### The request
Return verbatim the run of lines that opens with the line holding "Exercise. Point out the dark" and closes with the last line of the records.

======== Records for processing

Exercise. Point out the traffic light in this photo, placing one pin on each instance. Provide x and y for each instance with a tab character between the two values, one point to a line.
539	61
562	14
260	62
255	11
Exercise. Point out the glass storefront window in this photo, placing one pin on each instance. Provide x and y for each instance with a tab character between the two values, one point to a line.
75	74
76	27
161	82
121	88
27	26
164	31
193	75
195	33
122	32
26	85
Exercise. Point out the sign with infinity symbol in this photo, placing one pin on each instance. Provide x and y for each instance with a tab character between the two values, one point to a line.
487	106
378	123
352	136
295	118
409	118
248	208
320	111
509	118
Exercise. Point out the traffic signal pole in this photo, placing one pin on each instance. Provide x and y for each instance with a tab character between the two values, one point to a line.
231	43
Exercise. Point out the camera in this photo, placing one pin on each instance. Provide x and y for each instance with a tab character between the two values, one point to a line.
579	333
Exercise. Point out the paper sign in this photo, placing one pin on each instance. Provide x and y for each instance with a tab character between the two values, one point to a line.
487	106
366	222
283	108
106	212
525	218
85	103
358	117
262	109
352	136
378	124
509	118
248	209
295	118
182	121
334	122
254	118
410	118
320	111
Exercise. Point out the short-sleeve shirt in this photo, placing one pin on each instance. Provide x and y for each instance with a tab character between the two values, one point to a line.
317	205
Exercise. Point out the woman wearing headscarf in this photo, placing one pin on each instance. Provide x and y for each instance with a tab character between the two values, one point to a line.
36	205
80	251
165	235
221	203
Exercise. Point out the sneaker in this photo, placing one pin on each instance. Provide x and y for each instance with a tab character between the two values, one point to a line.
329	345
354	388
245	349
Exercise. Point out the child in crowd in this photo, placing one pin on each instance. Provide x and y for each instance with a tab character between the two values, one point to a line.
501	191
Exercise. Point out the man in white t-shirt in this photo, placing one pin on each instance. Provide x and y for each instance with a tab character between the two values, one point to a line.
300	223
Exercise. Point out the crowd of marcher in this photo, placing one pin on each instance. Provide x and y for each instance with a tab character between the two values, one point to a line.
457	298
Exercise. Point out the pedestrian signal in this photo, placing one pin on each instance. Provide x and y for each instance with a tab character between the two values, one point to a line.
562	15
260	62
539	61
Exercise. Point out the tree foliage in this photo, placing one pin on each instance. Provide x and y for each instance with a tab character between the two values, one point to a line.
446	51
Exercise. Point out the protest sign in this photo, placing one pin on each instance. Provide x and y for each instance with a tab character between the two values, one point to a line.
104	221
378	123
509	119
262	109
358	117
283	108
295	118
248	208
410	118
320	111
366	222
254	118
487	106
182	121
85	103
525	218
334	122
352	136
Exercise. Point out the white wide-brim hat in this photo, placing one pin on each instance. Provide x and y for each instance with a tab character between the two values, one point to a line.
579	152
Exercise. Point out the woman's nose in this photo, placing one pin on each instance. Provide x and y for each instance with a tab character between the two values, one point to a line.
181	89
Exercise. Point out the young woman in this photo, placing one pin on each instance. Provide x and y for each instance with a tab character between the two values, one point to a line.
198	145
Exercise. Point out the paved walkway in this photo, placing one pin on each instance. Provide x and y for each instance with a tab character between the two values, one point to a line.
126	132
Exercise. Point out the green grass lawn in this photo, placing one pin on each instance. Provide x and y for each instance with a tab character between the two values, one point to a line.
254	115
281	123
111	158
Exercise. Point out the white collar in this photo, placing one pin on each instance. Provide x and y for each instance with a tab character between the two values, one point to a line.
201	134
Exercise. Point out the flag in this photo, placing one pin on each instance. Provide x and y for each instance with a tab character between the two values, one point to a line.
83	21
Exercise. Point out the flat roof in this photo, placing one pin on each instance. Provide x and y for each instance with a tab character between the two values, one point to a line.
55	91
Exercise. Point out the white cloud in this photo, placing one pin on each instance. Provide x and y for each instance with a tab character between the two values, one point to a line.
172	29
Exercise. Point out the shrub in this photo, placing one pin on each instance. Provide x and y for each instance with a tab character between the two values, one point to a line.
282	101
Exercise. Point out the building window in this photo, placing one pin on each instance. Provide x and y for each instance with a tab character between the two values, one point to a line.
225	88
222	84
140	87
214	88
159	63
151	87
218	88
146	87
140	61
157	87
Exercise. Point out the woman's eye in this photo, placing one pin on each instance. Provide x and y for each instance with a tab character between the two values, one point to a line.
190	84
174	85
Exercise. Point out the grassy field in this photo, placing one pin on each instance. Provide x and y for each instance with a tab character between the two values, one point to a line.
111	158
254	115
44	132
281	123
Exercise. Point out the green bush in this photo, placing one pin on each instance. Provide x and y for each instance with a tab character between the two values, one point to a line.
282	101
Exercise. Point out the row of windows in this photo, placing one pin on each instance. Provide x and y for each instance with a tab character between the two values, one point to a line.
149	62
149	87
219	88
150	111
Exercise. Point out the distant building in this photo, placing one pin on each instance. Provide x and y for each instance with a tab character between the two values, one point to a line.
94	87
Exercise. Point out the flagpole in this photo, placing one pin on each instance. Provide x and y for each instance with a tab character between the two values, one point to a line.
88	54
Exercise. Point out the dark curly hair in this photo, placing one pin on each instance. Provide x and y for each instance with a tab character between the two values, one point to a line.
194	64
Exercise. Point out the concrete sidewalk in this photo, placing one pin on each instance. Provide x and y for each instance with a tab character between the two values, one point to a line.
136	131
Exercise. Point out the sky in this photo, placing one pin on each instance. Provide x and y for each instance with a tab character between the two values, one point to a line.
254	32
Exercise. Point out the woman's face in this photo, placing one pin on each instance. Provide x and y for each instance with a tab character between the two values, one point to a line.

================

### Result for this exercise
Exercise. Point out the dark curly hair in this photo, placing one pin on each instance. Provide x and y for each instance with a tab character between the two values, one point to a line.
194	64
Exercise. Point out the concrete sidewalk in this photo, placing one pin on each instance. Provide x and y for each instance with a tab character between the two values, one point to a line.
136	131
Exercise. Point out the sky in this photo, placing one pin on each instance. Provide x and y for each instance with a tab character between the two values, one point to a line.
254	32
Exercise. Point out the woman's face in this photo, placing one pin on each instance. Provide x and y for each instance with a tab character between the two values, one point to a line.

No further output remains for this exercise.